## WRITTEN EXERCISE:
Rewrite all of the lines below, replacing "tight boxes" with "bounding boxes" each time it occurs and leaving everything else unchanged. Leave the pictures out.

## ENTRIES:

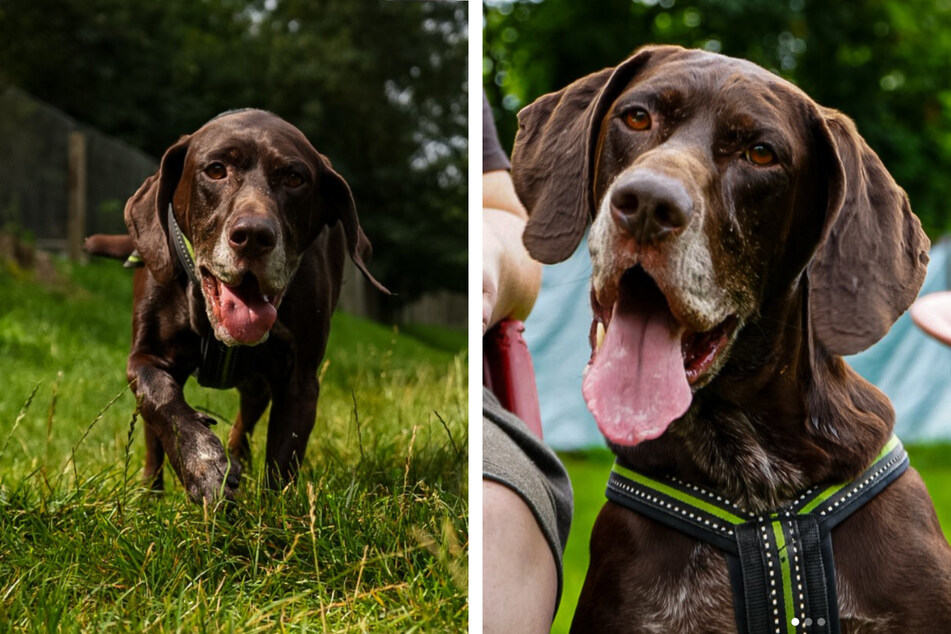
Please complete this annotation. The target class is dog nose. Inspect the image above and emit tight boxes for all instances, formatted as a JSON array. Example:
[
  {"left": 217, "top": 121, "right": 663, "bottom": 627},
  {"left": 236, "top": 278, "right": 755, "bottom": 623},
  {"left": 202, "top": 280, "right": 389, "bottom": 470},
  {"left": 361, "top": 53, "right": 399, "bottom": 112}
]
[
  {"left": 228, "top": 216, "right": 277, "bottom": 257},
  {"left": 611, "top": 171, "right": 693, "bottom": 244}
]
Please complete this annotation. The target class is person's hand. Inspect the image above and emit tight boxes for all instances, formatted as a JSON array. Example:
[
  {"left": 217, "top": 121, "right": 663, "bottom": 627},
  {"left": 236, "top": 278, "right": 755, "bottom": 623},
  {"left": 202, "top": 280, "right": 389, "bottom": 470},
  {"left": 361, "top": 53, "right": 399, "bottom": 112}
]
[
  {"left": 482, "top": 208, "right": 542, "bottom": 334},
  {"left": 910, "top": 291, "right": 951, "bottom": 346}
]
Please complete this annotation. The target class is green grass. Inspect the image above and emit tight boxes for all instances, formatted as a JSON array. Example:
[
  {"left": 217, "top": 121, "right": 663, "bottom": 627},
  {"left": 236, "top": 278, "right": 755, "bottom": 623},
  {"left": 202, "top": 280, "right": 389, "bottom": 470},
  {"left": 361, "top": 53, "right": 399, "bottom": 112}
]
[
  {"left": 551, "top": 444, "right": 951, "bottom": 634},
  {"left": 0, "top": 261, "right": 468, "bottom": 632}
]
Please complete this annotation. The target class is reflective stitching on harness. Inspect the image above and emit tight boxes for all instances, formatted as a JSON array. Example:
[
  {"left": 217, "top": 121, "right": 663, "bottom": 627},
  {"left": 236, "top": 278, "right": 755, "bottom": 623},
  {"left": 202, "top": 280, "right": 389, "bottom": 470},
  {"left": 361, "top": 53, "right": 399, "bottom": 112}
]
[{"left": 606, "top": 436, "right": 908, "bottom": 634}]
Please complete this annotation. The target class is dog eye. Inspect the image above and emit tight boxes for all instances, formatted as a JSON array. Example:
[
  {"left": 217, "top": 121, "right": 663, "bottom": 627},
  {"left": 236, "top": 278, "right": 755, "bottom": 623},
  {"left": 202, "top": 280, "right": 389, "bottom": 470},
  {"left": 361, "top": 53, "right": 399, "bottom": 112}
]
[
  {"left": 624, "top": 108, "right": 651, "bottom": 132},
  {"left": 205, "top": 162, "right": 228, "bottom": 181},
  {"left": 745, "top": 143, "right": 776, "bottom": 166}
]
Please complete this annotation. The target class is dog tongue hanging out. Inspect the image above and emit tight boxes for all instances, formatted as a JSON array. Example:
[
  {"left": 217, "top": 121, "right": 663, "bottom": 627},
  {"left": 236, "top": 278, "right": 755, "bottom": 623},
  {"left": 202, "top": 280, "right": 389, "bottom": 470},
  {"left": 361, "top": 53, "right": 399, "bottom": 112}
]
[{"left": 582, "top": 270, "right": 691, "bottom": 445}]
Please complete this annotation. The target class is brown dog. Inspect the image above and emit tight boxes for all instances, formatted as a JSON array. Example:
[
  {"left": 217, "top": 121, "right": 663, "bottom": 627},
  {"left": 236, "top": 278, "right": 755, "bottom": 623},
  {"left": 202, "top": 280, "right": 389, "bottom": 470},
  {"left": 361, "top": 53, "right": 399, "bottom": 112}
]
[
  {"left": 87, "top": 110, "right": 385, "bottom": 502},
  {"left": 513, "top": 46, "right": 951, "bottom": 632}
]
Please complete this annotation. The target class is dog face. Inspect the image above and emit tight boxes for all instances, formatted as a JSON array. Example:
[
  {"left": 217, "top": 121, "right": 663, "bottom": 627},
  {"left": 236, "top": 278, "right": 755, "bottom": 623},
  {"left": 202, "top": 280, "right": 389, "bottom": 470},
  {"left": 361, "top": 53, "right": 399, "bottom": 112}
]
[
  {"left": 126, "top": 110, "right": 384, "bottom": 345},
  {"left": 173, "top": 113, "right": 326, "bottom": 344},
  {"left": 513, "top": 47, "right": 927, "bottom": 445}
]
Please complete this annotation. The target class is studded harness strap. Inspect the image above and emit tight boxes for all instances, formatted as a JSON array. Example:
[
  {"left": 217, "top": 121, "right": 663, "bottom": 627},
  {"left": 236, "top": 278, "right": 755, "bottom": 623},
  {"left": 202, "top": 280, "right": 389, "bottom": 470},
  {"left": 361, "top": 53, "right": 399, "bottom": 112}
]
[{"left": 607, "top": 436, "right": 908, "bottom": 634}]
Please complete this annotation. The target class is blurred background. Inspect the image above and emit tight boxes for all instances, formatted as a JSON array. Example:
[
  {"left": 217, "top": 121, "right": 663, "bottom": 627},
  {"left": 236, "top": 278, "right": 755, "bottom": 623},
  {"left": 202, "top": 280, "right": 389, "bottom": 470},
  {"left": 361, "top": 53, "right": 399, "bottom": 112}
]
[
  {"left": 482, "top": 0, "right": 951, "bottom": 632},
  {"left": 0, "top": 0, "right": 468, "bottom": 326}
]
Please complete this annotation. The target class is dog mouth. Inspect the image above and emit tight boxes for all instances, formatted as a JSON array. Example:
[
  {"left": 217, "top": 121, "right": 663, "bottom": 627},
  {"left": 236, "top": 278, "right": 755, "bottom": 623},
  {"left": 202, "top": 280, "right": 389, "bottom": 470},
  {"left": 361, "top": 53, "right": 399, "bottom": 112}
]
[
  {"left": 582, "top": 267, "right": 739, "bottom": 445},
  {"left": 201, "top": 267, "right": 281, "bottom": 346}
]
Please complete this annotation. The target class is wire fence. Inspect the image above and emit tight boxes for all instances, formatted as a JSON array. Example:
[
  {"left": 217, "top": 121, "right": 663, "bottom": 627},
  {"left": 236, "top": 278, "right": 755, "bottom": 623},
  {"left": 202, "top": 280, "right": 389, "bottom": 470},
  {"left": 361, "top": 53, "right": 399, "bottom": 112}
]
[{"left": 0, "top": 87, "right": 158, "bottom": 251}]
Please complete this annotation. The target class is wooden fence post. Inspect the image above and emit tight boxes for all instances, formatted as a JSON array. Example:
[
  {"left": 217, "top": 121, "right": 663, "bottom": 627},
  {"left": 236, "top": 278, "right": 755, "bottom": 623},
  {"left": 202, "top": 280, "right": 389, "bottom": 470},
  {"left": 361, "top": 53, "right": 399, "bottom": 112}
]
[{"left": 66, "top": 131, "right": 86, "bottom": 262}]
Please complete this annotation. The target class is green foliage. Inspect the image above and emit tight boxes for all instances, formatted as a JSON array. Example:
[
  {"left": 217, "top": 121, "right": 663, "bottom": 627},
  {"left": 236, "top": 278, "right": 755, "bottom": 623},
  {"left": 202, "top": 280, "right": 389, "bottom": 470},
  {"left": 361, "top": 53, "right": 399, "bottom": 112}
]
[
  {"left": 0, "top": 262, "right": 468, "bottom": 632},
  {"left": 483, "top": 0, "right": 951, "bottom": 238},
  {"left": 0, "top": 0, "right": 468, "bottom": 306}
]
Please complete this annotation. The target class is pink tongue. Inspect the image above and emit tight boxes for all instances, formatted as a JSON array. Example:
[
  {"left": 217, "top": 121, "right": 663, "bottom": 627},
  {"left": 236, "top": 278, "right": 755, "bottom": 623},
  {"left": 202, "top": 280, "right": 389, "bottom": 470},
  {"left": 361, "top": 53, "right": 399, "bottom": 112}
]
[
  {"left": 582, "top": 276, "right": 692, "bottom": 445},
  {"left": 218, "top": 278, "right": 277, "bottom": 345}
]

## RESULT:
Please complete this annotation. The target class is dog nose. Inspect the image above and emit bounding boxes for all instances, formatted as a JSON array. Example:
[
  {"left": 217, "top": 121, "right": 663, "bottom": 627},
  {"left": 236, "top": 278, "right": 755, "bottom": 623},
  {"left": 202, "top": 280, "right": 389, "bottom": 470},
  {"left": 361, "top": 53, "right": 399, "bottom": 112}
]
[
  {"left": 228, "top": 216, "right": 277, "bottom": 257},
  {"left": 611, "top": 171, "right": 693, "bottom": 244}
]
Please complete this annotation. The target class is person's hand. Inspect the image above and emit bounding boxes for all instances, formatted as a JSON array. Example:
[
  {"left": 217, "top": 121, "right": 663, "bottom": 627},
  {"left": 236, "top": 278, "right": 755, "bottom": 623},
  {"left": 202, "top": 280, "right": 389, "bottom": 470},
  {"left": 361, "top": 53, "right": 399, "bottom": 112}
]
[
  {"left": 482, "top": 208, "right": 542, "bottom": 334},
  {"left": 910, "top": 291, "right": 951, "bottom": 346}
]
Please complete this annotation. The target class is green grass. Inspect the image above and emit bounding boxes for all instances, formatted as a JSON array. Example:
[
  {"left": 217, "top": 121, "right": 663, "bottom": 627},
  {"left": 236, "top": 278, "right": 755, "bottom": 623},
  {"left": 202, "top": 280, "right": 389, "bottom": 470},
  {"left": 361, "top": 53, "right": 399, "bottom": 112}
]
[
  {"left": 551, "top": 444, "right": 951, "bottom": 634},
  {"left": 0, "top": 261, "right": 468, "bottom": 632}
]
Please complete this annotation. The target class is reflective stitching on harness. Inspect the image above and emit bounding boxes for all instances, formatted as a JSON array. Example:
[
  {"left": 217, "top": 121, "right": 663, "bottom": 627},
  {"left": 236, "top": 278, "right": 755, "bottom": 623},
  {"left": 202, "top": 280, "right": 389, "bottom": 470},
  {"left": 361, "top": 53, "right": 399, "bottom": 112}
]
[{"left": 606, "top": 436, "right": 908, "bottom": 634}]
Please complete this annotation. The target class is dog eye. Inspect the image above and emit bounding boxes for all instances, formatted as a JSON array. Example:
[
  {"left": 217, "top": 121, "right": 663, "bottom": 627},
  {"left": 236, "top": 278, "right": 755, "bottom": 623},
  {"left": 202, "top": 280, "right": 389, "bottom": 470},
  {"left": 361, "top": 53, "right": 399, "bottom": 112}
]
[
  {"left": 624, "top": 108, "right": 651, "bottom": 132},
  {"left": 205, "top": 162, "right": 228, "bottom": 181},
  {"left": 745, "top": 143, "right": 776, "bottom": 166}
]
Please complete this annotation. The target class is dog tongue hanging out. Inspect the image above and emit bounding boxes for all instances, formatted as a JSON array. Example:
[
  {"left": 217, "top": 121, "right": 663, "bottom": 627},
  {"left": 236, "top": 278, "right": 755, "bottom": 623},
  {"left": 202, "top": 280, "right": 389, "bottom": 470},
  {"left": 361, "top": 53, "right": 399, "bottom": 112}
]
[{"left": 582, "top": 270, "right": 691, "bottom": 445}]
Please complete this annotation. The target class is brown dog. Inspect the image above and emit bounding boxes for all instances, formatted as a JSON array. Example:
[
  {"left": 217, "top": 121, "right": 663, "bottom": 627},
  {"left": 236, "top": 278, "right": 755, "bottom": 623},
  {"left": 202, "top": 280, "right": 389, "bottom": 470},
  {"left": 361, "top": 53, "right": 399, "bottom": 112}
]
[
  {"left": 87, "top": 110, "right": 385, "bottom": 502},
  {"left": 513, "top": 46, "right": 951, "bottom": 632}
]
Please complete this annotation. The target class is dog face. Inspect the image above and emit bounding boxes for all instances, formatted as a JSON array. Example:
[
  {"left": 217, "top": 121, "right": 663, "bottom": 627},
  {"left": 236, "top": 278, "right": 755, "bottom": 623},
  {"left": 202, "top": 280, "right": 389, "bottom": 470},
  {"left": 361, "top": 53, "right": 399, "bottom": 112}
]
[
  {"left": 126, "top": 110, "right": 384, "bottom": 345},
  {"left": 173, "top": 113, "right": 326, "bottom": 344},
  {"left": 513, "top": 47, "right": 927, "bottom": 445}
]
Please complete this annotation. The target class is studded harness strap. Inspect the image above and emit bounding boxes for all instances, formatted as a JSON array. Example:
[
  {"left": 217, "top": 121, "right": 663, "bottom": 627},
  {"left": 236, "top": 278, "right": 755, "bottom": 623},
  {"left": 202, "top": 280, "right": 389, "bottom": 470},
  {"left": 361, "top": 53, "right": 399, "bottom": 112}
]
[{"left": 607, "top": 436, "right": 908, "bottom": 634}]
Please complete this annotation. The target class is blurred background. Inspect the image above and emit bounding boxes for all instances, formatted as a JSON array. Example:
[
  {"left": 217, "top": 121, "right": 663, "bottom": 627},
  {"left": 236, "top": 278, "right": 755, "bottom": 623},
  {"left": 202, "top": 280, "right": 389, "bottom": 470},
  {"left": 361, "top": 53, "right": 399, "bottom": 112}
]
[
  {"left": 482, "top": 0, "right": 951, "bottom": 632},
  {"left": 0, "top": 0, "right": 468, "bottom": 326}
]
Please complete this annotation. The target class is dog mouth. Inspect the image above and emit bounding boxes for all instances, formatted as a JSON array. Example:
[
  {"left": 217, "top": 121, "right": 663, "bottom": 627},
  {"left": 236, "top": 278, "right": 755, "bottom": 623},
  {"left": 202, "top": 280, "right": 389, "bottom": 470},
  {"left": 361, "top": 53, "right": 399, "bottom": 112}
]
[
  {"left": 582, "top": 267, "right": 739, "bottom": 445},
  {"left": 201, "top": 267, "right": 281, "bottom": 346}
]
Please complete this annotation. The target class is wire fence. Inspect the image above and emit bounding boxes for all instances, formatted as a JSON array. Example:
[
  {"left": 217, "top": 121, "right": 663, "bottom": 627},
  {"left": 236, "top": 278, "right": 755, "bottom": 623},
  {"left": 202, "top": 280, "right": 389, "bottom": 470},
  {"left": 361, "top": 53, "right": 399, "bottom": 112}
]
[{"left": 0, "top": 87, "right": 158, "bottom": 251}]
Please complete this annotation. The target class is wooden fence post. Inspect the image above and emit bounding boxes for all instances, formatted as a JSON array. Example:
[
  {"left": 217, "top": 121, "right": 663, "bottom": 627},
  {"left": 236, "top": 278, "right": 755, "bottom": 623},
  {"left": 202, "top": 280, "right": 389, "bottom": 470},
  {"left": 361, "top": 53, "right": 399, "bottom": 112}
]
[{"left": 66, "top": 131, "right": 86, "bottom": 262}]
Please complete this annotation. The target class is green foliage. Inspect the image above and emit bounding boxes for all instances, formatted as a JSON array. Example:
[
  {"left": 217, "top": 121, "right": 663, "bottom": 627},
  {"left": 236, "top": 278, "right": 755, "bottom": 623},
  {"left": 202, "top": 280, "right": 389, "bottom": 470},
  {"left": 361, "top": 53, "right": 399, "bottom": 112}
]
[
  {"left": 0, "top": 262, "right": 468, "bottom": 632},
  {"left": 483, "top": 0, "right": 951, "bottom": 238},
  {"left": 0, "top": 0, "right": 468, "bottom": 306}
]
Please complete this annotation. The target class is pink tongue. Inspect the image above and emit bounding boxes for all instances, formatted as a JSON array. Example:
[
  {"left": 217, "top": 121, "right": 663, "bottom": 627},
  {"left": 236, "top": 278, "right": 755, "bottom": 623},
  {"left": 202, "top": 280, "right": 389, "bottom": 470},
  {"left": 361, "top": 53, "right": 399, "bottom": 112}
]
[
  {"left": 582, "top": 276, "right": 692, "bottom": 445},
  {"left": 218, "top": 278, "right": 277, "bottom": 345}
]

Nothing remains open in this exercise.